Records drawn from a dataset:
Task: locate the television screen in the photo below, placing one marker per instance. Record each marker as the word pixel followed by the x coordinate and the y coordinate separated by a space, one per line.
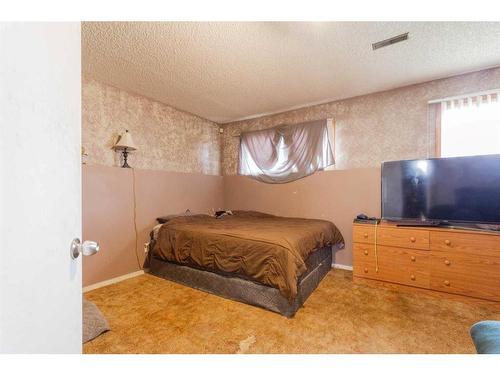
pixel 459 189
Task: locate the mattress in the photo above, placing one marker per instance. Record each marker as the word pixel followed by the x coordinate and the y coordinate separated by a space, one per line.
pixel 268 249
pixel 245 290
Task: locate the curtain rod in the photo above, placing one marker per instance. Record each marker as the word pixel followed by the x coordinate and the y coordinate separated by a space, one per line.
pixel 480 93
pixel 277 126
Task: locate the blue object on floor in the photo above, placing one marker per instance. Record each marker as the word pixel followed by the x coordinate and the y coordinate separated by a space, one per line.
pixel 486 336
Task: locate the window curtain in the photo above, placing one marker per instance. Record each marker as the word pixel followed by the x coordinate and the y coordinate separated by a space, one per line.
pixel 285 153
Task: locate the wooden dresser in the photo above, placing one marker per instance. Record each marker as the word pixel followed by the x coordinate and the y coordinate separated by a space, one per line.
pixel 461 262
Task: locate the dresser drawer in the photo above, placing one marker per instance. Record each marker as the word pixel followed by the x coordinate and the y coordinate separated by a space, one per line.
pixel 459 273
pixel 364 260
pixel 407 238
pixel 466 243
pixel 365 252
pixel 363 233
pixel 404 266
pixel 364 268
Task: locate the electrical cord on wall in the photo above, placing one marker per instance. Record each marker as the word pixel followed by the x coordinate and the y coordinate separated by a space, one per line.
pixel 135 219
pixel 376 252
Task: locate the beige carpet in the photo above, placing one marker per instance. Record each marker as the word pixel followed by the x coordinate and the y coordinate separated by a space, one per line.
pixel 152 315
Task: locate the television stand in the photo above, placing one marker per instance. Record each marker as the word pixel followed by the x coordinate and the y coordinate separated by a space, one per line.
pixel 440 259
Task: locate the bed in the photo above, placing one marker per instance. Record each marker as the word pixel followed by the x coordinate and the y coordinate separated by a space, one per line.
pixel 260 259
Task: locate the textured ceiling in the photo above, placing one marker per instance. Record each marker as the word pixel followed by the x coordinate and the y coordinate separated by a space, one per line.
pixel 229 71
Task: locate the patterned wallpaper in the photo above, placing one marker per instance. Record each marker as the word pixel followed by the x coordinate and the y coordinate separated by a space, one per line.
pixel 166 138
pixel 390 125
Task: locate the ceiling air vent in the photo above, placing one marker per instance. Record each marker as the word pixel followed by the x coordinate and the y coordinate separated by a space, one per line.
pixel 390 41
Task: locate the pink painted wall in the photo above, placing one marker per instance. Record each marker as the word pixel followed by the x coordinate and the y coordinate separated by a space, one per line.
pixel 108 212
pixel 337 196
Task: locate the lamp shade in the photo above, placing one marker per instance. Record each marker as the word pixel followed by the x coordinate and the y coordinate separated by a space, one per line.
pixel 125 142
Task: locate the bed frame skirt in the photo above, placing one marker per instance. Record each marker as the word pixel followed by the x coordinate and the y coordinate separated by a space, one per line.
pixel 246 290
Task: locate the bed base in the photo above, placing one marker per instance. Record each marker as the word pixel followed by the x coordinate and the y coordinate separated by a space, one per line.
pixel 245 290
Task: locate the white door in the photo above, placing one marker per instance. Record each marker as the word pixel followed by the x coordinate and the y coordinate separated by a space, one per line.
pixel 40 187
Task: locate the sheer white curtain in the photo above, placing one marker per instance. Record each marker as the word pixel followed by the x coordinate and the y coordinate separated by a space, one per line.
pixel 285 153
pixel 470 125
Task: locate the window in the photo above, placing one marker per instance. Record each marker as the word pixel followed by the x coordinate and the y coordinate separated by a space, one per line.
pixel 469 126
pixel 285 153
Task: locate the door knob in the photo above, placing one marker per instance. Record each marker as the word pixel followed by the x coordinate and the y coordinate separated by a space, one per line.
pixel 87 248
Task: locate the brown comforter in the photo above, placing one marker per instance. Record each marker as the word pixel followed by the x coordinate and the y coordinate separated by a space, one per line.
pixel 266 248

### Instructions for the task
Repeat every record above exactly, except the pictures.

### Solution
Task: locate the television screen in the photo below, placing one marker per instance. Record each marker as the word pixel followed by the x coordinate and the y coordinate separated by a space, one per line.
pixel 459 189
Task: locate the mattress in the photo above, placing one marker per instance. Record each marker as the word pixel followed by the x coordinate and the y coordinate separated by a space, one per line.
pixel 268 249
pixel 245 290
Task: locate the curtain rod in the photo above, placing one marker per instance. Record each marker as the word pixel followed by the x coordinate and the y coordinate separated by a space, one per line.
pixel 480 93
pixel 277 126
Task: locate the blue object on floor in the photo above, placing one marker per instance. Record each marker as the word pixel followed by the x coordinate and the y coordinate separated by a space, one per line.
pixel 486 336
Task: locate the window curtain in the photo above, placing one marker per instance. Record each marker as the word pixel followed by the x coordinate and the y coordinate separated by a space, one per line.
pixel 285 153
Task: locate the wooden dresser in the photo above, placing one marker per instance. Record each marker as the word pixel followed by the x coordinate and the y coordinate separated by a space, one per line.
pixel 461 262
Task: locate the dresser drawer in the photo above, placing one marker per instance. Record each marker as the word pixel followed by the x coordinate and the y coordinate separated by a space, one per line.
pixel 459 273
pixel 364 260
pixel 407 238
pixel 466 243
pixel 365 252
pixel 363 233
pixel 404 266
pixel 364 268
Task: locate the electrical cord on wall in the photo above, placing one marker per instance. Record each marker as the word pixel followed by the x coordinate and the y coordinate separated by a space, one per line.
pixel 135 219
pixel 376 252
Task: locate the beige carpet in the photo above, placing one marker per instance. Record each marker as the word pixel followed by the x coordinate and the y coordinate separated by a space, one per line.
pixel 152 315
Task: locate the television stand in the photo above, placing one marker per instance. Record each marker as the word pixel followed by the x coordinate and the y coordinate separated by a space, one per line.
pixel 440 259
Task: locate the bed in the photo above, placing one marker per instance. Record each marker as the word pixel followed by the x coordinate and the y coordinate separated by a space, one per line.
pixel 260 259
Task: locate the textured ceiling in the photo above, placing one marker per instance. Record each marker as the word pixel followed by the x coordinate and the y coordinate separated by a space, one per line.
pixel 229 71
Task: locate the patterned wallpaper in the photo above, placing one marker per instance. Record each marker as the word pixel followed by the x coordinate and the y coordinate separated by a space, one per line.
pixel 166 138
pixel 390 125
Task: locate the ceiling air vent in the photo above, placing one marker per instance. Record each marker as the word pixel followed by the x coordinate and the y coordinate separated by a space, one per line.
pixel 390 41
Task: locate the pink painted wall in the photo above, placing one marker per instance. Record each marker as the word pixel followed by the x coordinate and the y coordinate separated by a space, one per line.
pixel 108 212
pixel 337 196
Task: locate the lamp shade in the photo above, placing one marker per instance. Record each marker as the word pixel followed by the x coordinate and the y coordinate separated by a space, one per line.
pixel 125 142
Task: locate the bed frame skirt in the photo above, placing one marker per instance. Record each marker as the word pixel followed by the x coordinate and the y coordinate separated by a space, one per line.
pixel 246 290
Task: locate the bed base in the photo above, placing one marker per instance. Record each marker as the word pixel followed by the x coordinate and the y coordinate separated by a space, one per line.
pixel 245 290
Task: locate the white door in the photo above, placing one marker per instance. Record each marker as the word pixel followed by the x coordinate and the y coordinate separated by a space, one per line.
pixel 40 187
Task: locate the sheer white curtain in the photo above, placing one marker per instance. Record each marker as the word pixel followed by the x coordinate and the y coordinate separated by a space, one per line.
pixel 285 153
pixel 470 125
Task: locate the window in the photo above, placing one marker per instance. Record each marker as the word pixel followed by the x coordinate and the y coordinate separated by a space, one per line.
pixel 469 126
pixel 285 153
Task: locate the door knob in the photo above, placing one marker per instance. Record each marker as the word pixel followed by the x coordinate and the y coordinate separated by a space, one per line.
pixel 87 248
Task: locate the brown comforter in the photo above, placing one marker per instance. Record each marker as the word pixel followed by the x coordinate and the y coordinate separated by a space, one per line.
pixel 266 248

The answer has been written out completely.